■ EXCERPTED DATA
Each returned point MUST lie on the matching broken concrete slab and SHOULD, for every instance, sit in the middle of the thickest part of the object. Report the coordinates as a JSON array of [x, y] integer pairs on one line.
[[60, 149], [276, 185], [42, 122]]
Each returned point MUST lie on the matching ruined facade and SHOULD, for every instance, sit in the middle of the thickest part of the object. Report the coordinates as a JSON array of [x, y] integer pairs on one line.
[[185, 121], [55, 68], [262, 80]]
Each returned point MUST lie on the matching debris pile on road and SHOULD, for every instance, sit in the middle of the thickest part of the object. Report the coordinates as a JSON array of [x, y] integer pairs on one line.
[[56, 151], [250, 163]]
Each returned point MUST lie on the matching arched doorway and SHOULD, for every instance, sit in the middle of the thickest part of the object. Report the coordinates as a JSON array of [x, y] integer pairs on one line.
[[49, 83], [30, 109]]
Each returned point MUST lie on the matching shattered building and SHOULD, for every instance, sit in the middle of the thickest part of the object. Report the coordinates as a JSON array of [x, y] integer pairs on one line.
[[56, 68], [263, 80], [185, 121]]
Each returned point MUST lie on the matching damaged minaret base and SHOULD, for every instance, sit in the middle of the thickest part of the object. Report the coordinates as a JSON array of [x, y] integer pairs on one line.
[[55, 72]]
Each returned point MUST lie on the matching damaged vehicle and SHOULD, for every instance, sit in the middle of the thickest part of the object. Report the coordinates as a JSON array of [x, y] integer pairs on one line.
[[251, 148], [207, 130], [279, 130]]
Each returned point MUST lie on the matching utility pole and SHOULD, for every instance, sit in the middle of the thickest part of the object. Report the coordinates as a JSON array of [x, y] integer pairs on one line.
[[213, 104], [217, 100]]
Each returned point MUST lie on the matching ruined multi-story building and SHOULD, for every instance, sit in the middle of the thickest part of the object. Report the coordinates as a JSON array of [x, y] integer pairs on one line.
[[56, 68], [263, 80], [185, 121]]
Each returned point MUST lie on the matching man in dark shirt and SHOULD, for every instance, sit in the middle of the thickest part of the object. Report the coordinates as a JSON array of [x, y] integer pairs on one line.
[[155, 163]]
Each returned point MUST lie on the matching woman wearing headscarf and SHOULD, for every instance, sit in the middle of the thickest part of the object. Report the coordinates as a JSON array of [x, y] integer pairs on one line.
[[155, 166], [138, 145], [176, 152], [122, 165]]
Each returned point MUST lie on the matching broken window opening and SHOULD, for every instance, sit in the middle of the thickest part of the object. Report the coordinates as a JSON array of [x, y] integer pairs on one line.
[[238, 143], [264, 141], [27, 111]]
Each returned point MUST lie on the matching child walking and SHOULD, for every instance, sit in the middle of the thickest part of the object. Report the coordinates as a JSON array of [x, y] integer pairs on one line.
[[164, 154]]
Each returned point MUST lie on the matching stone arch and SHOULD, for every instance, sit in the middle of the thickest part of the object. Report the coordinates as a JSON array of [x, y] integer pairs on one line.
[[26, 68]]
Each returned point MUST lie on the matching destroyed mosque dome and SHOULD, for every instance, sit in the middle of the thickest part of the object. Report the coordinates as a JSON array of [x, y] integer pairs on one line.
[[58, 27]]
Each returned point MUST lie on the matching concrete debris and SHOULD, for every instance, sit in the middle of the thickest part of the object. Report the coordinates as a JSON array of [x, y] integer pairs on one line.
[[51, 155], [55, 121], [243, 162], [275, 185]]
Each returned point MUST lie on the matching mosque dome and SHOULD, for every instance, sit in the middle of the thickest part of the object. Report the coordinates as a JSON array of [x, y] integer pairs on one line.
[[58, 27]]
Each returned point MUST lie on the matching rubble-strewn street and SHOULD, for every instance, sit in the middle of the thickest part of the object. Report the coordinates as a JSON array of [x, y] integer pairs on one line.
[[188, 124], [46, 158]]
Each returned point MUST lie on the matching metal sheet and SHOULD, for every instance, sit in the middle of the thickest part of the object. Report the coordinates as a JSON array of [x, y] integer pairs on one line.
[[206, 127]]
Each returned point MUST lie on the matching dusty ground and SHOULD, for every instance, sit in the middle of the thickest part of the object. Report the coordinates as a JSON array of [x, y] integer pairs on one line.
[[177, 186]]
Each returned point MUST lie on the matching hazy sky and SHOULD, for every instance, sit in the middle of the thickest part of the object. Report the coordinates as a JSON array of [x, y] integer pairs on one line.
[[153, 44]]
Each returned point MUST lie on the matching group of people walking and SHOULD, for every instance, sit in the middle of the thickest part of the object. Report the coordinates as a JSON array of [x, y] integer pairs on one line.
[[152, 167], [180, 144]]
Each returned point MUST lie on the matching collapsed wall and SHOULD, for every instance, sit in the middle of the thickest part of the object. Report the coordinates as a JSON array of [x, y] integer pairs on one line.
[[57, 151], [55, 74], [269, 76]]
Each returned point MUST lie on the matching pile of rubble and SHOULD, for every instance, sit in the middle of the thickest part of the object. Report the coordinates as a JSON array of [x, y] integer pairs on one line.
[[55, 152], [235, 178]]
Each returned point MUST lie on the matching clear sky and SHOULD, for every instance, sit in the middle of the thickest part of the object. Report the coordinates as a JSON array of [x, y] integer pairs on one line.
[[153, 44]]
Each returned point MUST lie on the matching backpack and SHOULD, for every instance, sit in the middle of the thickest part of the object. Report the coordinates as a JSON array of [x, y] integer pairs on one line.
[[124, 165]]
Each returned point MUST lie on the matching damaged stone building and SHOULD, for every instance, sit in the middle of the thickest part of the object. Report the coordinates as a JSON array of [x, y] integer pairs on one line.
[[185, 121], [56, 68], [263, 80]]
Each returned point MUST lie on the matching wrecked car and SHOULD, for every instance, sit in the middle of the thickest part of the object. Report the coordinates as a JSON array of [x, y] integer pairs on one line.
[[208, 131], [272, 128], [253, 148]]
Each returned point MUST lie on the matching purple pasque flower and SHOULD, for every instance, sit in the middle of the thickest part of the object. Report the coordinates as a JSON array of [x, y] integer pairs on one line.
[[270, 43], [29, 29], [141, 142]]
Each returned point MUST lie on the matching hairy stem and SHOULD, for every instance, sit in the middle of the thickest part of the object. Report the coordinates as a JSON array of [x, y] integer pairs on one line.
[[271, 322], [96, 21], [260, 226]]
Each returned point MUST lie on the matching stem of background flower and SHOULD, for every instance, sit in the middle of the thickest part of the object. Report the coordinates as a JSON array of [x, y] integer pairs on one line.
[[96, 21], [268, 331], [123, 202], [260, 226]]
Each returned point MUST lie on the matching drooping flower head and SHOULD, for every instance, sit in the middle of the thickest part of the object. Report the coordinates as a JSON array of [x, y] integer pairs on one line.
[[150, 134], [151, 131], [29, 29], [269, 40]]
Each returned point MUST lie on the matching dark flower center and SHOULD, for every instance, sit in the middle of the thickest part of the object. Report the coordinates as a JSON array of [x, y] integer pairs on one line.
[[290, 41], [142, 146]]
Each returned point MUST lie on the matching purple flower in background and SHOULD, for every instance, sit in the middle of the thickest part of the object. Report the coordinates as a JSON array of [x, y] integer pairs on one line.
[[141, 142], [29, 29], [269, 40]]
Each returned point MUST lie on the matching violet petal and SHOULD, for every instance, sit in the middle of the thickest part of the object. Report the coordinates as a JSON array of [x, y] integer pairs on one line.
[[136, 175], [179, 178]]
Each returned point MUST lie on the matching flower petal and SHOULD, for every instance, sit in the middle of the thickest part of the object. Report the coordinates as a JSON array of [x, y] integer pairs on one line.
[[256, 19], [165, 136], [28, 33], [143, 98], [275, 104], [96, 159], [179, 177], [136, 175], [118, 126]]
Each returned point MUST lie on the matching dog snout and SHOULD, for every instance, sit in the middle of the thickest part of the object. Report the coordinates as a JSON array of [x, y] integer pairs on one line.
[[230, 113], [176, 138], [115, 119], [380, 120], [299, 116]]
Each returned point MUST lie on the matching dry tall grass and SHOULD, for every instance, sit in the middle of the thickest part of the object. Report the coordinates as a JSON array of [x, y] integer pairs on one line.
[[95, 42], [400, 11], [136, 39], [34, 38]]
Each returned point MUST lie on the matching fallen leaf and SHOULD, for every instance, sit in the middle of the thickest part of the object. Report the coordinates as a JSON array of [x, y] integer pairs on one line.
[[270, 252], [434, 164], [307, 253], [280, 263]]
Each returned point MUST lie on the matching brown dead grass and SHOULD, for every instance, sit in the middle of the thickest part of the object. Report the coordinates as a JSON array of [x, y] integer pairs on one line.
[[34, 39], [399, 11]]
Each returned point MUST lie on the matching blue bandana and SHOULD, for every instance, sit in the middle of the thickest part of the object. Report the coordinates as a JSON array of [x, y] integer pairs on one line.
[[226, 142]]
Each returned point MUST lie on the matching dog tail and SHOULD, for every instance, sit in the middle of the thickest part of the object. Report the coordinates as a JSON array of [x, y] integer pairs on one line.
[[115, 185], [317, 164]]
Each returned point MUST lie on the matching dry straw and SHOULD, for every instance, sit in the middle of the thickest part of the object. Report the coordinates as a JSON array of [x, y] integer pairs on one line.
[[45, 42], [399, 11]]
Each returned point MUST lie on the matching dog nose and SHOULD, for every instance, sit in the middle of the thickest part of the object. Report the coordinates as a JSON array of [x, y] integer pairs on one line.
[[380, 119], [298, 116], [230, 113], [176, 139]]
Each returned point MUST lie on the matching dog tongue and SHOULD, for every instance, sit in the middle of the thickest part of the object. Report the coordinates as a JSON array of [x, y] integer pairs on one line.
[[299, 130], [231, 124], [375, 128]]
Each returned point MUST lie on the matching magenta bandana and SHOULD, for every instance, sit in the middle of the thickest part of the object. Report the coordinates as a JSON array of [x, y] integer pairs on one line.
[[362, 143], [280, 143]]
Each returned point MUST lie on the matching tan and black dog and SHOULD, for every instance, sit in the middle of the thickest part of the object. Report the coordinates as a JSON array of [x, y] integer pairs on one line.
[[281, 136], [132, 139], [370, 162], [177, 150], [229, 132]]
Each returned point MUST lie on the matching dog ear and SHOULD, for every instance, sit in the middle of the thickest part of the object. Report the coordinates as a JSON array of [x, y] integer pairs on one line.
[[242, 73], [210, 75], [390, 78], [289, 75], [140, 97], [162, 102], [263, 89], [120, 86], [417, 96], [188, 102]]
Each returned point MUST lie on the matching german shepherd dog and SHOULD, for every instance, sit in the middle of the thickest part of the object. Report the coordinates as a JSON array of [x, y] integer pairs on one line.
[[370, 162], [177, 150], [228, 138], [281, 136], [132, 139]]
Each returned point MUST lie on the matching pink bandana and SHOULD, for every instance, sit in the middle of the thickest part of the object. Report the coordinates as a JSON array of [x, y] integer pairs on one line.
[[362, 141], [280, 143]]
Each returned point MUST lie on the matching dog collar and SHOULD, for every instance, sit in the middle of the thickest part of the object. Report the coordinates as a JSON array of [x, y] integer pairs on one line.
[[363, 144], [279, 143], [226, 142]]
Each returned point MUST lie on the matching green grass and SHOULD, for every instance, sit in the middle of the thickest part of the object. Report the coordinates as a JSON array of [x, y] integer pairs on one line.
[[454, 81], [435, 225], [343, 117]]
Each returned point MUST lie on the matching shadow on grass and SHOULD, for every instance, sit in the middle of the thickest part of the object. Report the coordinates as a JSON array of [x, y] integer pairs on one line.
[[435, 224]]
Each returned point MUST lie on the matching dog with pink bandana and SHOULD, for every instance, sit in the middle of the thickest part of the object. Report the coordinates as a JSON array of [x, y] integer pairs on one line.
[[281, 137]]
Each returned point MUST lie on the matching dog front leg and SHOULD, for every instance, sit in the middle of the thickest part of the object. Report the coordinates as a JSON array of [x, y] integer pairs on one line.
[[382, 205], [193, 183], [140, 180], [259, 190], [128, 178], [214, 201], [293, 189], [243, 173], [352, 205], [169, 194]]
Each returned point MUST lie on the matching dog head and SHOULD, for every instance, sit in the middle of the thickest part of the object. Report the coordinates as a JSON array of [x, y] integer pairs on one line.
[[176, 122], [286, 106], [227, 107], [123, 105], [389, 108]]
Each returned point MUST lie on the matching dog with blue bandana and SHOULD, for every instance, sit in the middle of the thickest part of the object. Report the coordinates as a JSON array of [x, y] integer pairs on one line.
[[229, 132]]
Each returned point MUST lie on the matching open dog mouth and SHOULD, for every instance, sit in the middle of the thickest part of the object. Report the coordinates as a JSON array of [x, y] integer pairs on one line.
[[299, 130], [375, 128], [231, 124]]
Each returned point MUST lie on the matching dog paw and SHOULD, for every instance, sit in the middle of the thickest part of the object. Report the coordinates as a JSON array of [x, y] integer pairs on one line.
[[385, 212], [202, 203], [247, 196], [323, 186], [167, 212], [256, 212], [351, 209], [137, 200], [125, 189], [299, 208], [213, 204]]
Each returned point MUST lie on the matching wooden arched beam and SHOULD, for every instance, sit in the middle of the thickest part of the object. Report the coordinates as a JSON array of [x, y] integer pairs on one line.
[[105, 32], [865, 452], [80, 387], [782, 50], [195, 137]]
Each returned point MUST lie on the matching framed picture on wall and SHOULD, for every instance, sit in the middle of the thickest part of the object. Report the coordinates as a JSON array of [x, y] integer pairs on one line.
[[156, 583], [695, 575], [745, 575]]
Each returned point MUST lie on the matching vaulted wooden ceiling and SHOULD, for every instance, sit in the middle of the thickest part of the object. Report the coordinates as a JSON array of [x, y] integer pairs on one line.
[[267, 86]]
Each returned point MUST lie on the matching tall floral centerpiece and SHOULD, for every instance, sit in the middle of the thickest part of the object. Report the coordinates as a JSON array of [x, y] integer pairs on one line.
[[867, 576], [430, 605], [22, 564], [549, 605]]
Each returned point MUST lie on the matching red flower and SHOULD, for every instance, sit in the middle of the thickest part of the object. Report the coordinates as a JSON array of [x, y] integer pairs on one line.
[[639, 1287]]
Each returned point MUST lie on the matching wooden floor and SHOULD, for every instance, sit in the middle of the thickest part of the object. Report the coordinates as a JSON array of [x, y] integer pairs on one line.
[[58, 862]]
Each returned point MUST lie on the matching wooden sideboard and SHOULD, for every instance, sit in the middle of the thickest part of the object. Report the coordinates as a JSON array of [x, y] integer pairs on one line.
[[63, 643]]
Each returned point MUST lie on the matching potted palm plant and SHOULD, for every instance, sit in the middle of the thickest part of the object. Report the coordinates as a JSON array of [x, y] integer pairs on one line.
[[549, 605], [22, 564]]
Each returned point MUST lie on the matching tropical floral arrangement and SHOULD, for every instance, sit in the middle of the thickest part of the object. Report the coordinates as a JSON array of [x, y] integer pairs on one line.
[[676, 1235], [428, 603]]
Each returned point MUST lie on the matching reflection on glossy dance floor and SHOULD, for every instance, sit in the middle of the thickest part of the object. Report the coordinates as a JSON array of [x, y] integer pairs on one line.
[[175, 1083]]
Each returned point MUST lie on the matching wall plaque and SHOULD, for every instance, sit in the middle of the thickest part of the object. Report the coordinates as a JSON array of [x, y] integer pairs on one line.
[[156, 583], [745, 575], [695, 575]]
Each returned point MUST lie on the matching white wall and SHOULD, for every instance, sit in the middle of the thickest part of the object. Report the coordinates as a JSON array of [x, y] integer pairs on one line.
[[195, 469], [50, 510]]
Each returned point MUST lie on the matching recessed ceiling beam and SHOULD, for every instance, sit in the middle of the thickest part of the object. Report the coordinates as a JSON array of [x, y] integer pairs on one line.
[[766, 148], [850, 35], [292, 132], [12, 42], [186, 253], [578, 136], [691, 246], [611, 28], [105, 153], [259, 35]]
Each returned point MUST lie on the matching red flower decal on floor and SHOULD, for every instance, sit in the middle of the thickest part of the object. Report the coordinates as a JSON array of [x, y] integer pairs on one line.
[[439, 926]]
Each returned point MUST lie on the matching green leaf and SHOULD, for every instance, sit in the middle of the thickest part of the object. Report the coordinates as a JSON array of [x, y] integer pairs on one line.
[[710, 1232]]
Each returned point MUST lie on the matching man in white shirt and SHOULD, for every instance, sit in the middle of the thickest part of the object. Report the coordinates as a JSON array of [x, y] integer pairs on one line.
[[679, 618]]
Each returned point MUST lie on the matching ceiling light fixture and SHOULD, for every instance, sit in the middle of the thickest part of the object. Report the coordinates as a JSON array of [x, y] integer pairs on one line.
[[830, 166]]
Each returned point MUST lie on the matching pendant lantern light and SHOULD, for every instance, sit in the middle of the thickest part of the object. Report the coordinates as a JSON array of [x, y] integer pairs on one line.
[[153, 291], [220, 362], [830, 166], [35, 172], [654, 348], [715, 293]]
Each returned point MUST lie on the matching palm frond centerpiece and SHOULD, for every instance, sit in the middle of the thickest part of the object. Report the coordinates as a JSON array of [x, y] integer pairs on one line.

■ SHORT EXERCISE
Rewrite the entries from the line with "Each returned point MUST lie on the matching dry straw" up to and including the line with "[[45, 42], [399, 11]]" as a numbered list, leaving out any blank lines.

■ EXERCISE RESPONSE
1. Each returned point MUST lie on the matching dry straw and SHOULD, for every instance, sit in the middle of the thickest part of the object. Report the coordinates as a JSON array of [x, y] integer pairs on one line.
2. [[45, 42], [399, 11]]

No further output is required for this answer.